#### Material to process:
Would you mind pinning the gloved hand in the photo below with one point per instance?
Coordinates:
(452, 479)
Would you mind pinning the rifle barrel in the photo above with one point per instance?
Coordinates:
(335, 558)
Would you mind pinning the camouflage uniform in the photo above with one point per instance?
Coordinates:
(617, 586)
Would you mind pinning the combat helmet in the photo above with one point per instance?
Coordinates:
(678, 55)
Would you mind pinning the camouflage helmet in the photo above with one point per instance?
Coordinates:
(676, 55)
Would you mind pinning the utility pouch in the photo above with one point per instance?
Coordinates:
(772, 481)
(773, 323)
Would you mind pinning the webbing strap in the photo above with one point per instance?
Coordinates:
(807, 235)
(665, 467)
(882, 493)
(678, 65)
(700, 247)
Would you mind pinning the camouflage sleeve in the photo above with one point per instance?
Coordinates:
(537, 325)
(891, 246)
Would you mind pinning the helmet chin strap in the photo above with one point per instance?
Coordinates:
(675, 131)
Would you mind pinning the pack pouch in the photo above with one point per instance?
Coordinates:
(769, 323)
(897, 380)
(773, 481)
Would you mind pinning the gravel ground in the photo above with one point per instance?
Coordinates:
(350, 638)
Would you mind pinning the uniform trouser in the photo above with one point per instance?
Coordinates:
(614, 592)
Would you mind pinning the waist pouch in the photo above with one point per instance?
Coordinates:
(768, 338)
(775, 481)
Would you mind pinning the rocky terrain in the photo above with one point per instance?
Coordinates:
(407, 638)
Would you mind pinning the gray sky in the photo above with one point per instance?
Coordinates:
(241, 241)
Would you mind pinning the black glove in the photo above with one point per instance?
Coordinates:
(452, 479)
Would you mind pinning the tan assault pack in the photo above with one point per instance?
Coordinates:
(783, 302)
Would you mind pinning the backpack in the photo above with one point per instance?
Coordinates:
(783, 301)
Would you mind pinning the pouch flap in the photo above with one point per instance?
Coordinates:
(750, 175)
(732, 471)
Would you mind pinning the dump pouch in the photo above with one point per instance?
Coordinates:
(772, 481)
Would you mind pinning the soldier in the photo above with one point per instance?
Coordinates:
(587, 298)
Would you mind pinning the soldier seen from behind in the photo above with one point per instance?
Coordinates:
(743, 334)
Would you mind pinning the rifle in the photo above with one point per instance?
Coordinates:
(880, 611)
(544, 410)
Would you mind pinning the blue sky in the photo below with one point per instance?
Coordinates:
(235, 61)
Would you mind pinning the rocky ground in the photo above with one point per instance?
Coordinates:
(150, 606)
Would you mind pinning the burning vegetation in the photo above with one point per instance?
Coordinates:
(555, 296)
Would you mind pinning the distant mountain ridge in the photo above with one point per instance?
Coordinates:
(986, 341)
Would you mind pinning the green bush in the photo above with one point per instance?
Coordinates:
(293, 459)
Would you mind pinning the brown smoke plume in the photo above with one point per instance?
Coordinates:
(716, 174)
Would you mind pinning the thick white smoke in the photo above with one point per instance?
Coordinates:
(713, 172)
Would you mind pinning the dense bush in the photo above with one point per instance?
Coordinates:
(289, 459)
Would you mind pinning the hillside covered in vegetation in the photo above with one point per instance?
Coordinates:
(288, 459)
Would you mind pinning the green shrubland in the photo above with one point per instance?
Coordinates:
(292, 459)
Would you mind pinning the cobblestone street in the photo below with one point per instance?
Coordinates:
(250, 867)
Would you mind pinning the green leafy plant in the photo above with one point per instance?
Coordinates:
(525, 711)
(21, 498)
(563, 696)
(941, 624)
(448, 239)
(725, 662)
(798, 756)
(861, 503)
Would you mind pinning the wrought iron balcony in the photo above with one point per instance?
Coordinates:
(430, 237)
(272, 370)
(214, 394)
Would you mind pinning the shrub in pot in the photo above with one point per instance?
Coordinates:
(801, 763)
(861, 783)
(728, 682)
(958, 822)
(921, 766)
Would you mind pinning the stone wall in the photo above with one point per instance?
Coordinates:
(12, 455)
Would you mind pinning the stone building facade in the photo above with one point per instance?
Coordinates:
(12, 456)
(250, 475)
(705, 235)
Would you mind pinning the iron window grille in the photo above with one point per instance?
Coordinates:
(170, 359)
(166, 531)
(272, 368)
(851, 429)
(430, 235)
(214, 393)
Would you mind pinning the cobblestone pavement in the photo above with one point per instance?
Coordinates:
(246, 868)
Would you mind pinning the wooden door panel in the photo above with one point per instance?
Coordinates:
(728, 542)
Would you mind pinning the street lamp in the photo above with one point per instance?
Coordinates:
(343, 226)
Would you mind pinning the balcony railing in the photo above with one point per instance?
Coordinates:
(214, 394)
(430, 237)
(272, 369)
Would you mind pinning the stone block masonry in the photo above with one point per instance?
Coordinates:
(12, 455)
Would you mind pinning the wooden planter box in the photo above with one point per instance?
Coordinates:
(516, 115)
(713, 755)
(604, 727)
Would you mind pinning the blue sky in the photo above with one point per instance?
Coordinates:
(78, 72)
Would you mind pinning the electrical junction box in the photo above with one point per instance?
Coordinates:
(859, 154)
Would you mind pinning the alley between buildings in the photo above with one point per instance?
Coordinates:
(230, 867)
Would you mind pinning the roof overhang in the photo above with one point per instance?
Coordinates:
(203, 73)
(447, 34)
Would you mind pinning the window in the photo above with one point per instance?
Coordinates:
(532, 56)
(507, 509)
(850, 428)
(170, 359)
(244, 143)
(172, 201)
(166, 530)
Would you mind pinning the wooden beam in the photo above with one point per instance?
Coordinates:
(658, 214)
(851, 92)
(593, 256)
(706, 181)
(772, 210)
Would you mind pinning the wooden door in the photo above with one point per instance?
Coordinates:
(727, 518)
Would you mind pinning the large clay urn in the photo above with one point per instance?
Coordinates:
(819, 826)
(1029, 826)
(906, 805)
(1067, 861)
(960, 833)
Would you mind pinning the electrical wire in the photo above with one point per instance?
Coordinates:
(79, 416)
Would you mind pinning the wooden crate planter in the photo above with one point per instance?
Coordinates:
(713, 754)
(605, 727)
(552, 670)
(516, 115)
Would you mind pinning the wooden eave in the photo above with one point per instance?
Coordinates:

#### What you will do:
Copy out every one of the records above, word for word and in their original order.

#### Result of the exercise:
Would you mind pinning the gloved hand in the photo below with one point per instance?
Coordinates:
(452, 479)
Would you mind pinning the rifle barrel in the photo above with one point per instance?
Coordinates:
(335, 558)
Would you mind pinning the camouflage uniform in the photo above with one point per instance?
Coordinates:
(617, 586)
Would you mind pinning the combat helmet in the photo above with one point per instance?
Coordinates:
(678, 55)
Would you mind pinning the camouflage helmet in the photo above with one point per instance?
Coordinates:
(676, 55)
Would you mind pinning the utility pouch in the photo above with one point per instance?
Coordinates:
(772, 481)
(773, 323)
Would you mind pinning the webbing strap in the photo above with one point per instance?
Coordinates:
(807, 235)
(665, 467)
(882, 493)
(678, 65)
(700, 247)
Would you mind pinning the camouflage sleeve in the photo above with one point per instance?
Coordinates:
(537, 325)
(891, 246)
Would you mind pinning the helmet chin strap in the photo above with one point per instance?
Coordinates:
(675, 131)
Would you mind pinning the pack pouch in the photo above with one point per instance?
Coordinates:
(769, 323)
(897, 380)
(773, 481)
Would you mind pinning the gravel ground in the photo above with one point per instance?
Coordinates:
(350, 638)
Would you mind pinning the uniform trouser in the photo above with one point per instance?
Coordinates:
(614, 592)
Would you mind pinning the waist pouch in the photo above with one point per instance?
Coordinates:
(768, 338)
(775, 481)
Would you mind pinning the rocky terrain in the photo above with one point per instance?
Coordinates:
(407, 638)
Would you mind pinning the gray sky in the photo above with one point per instance?
Coordinates:
(241, 241)
Would you mind pinning the black glove in the photo above with one point per instance?
Coordinates:
(452, 479)
Would you mind pinning the tan assault pack in the photo above with one point per instance?
Coordinates:
(783, 302)
Would you mind pinning the backpack in the photo above with one point per instance?
Coordinates:
(783, 301)
Would you mind pinning the pouch flap in the photo above with one point per instance?
Coordinates:
(750, 175)
(732, 471)
Would you mind pinning the dump pouch in the photo above with one point per instance?
Coordinates:
(772, 481)
Would you mind pinning the soldier in the photo above with one point per instance?
Coordinates:
(587, 298)
Would you mind pinning the soldier seen from behind in the photo above with one point per instance?
Coordinates:
(743, 334)
Would you mind pinning the rifle in the photo above with one point per instance?
Coordinates:
(880, 611)
(544, 410)
Would you mind pinning the blue sky in the photo below with one point per instance?
Coordinates:
(235, 61)
Would you mind pinning the rocky ground in the photo above with one point per instance?
Coordinates:
(150, 606)
Would you mind pinning the burning vegetation in the photo above with one point per instance?
Coordinates:
(555, 296)
Would you mind pinning the distant mountain ridge in the photo above with one point per instance?
Coordinates:
(986, 341)
Would you mind pinning the green bush in the photo above with one point per instance?
Coordinates:
(293, 459)
Would you mind pinning the brown smoke plume in the photo above with one point per instance?
Coordinates:
(716, 174)
Would you mind pinning the thick white smoke in the photo above with one point per instance?
Coordinates:
(713, 172)
Would you mind pinning the dense bush in the photo above with one point per instance?
Coordinates:
(289, 459)
Would you mind pinning the hillside covered in vegetation in the photo above with one point per instance?
Coordinates:
(288, 459)
Would you mind pinning the green shrubland in the photo above with one point per instance?
Coordinates:
(292, 459)
Would you mind pinning the cobblestone street in the photo below with one point per instance?
Coordinates:
(250, 867)
Would you mind pinning the green leafy plant in the photo above with one point per instance?
Coordinates:
(525, 711)
(21, 498)
(563, 696)
(941, 624)
(448, 239)
(725, 662)
(798, 756)
(861, 503)
Would you mind pinning the wrought iron balcony in the photo above with one point per instance?
Coordinates:
(430, 237)
(272, 370)
(214, 394)
Would you mind pinning the shrub in pot in the photo above with one point per instance?
Coordinates:
(801, 763)
(861, 783)
(728, 682)
(958, 822)
(921, 766)
Would you mind pinning the stone wall in the photo above with one point per instance?
Coordinates:
(12, 455)
Would you mind pinning the stone building facade in the photo above with one point per instance?
Coordinates:
(12, 456)
(250, 475)
(705, 235)
Would you mind pinning the iron window grille in the photo above with one point per instance?
Coordinates:
(170, 359)
(166, 531)
(272, 368)
(851, 429)
(430, 235)
(214, 393)
Would you mind pinning the cobblestone pavement in the photo above with one point per instance?
Coordinates:
(246, 868)
Would you mind pinning the wooden door panel in the photo above with one point per instance?
Coordinates:
(728, 542)
Would you mind pinning the street lamp in the photo above with one point per instance?
Coordinates:
(343, 226)
Would you mind pinning the balcony railing in the photo above with one point per instance?
Coordinates:
(214, 394)
(430, 237)
(272, 369)
Would you mind pinning the stone block masonry in the photo above with one point per instance?
Coordinates:
(12, 455)
Would you mind pinning the wooden planter box in the photo above with one point per instance?
Coordinates:
(516, 115)
(713, 755)
(604, 727)
Would you mind pinning the blue sky in the photo above with one point per instance?
Coordinates:
(78, 72)
Would you mind pinning the electrical junction box in the photo above with one point per instance?
Coordinates:
(859, 154)
Would you mind pinning the alley between buildings in the photo above with one point per instance?
Coordinates:
(230, 867)
Would you mind pinning the roof overhang in the photo above with one point per instance?
Coordinates:
(203, 73)
(447, 34)
Would you mind pinning the window in the photo above with one point per instance?
Coordinates:
(532, 56)
(507, 509)
(850, 428)
(170, 359)
(244, 143)
(172, 201)
(166, 530)
Would you mind pinning the wooden beam in the photo above with one point per instance?
Coordinates:
(658, 214)
(851, 92)
(593, 256)
(706, 181)
(772, 210)
Would you mind pinning the wooden door in the photo above with one point per instance?
Coordinates:
(727, 518)
Would you mind pinning the large clay urn in the photo above with one point per instance?
Coordinates:
(819, 826)
(1029, 826)
(906, 805)
(1067, 861)
(960, 833)
Would you mind pinning the electrical wire in the photo above with one point per instance?
Coordinates:
(79, 416)
Would you mind pinning the wooden crate planter in the photo above with one point per instance?
Coordinates:
(713, 754)
(605, 727)
(552, 670)
(516, 115)
Would you mind pinning the wooden eave in the photo above with one point per instance?
Coordinates:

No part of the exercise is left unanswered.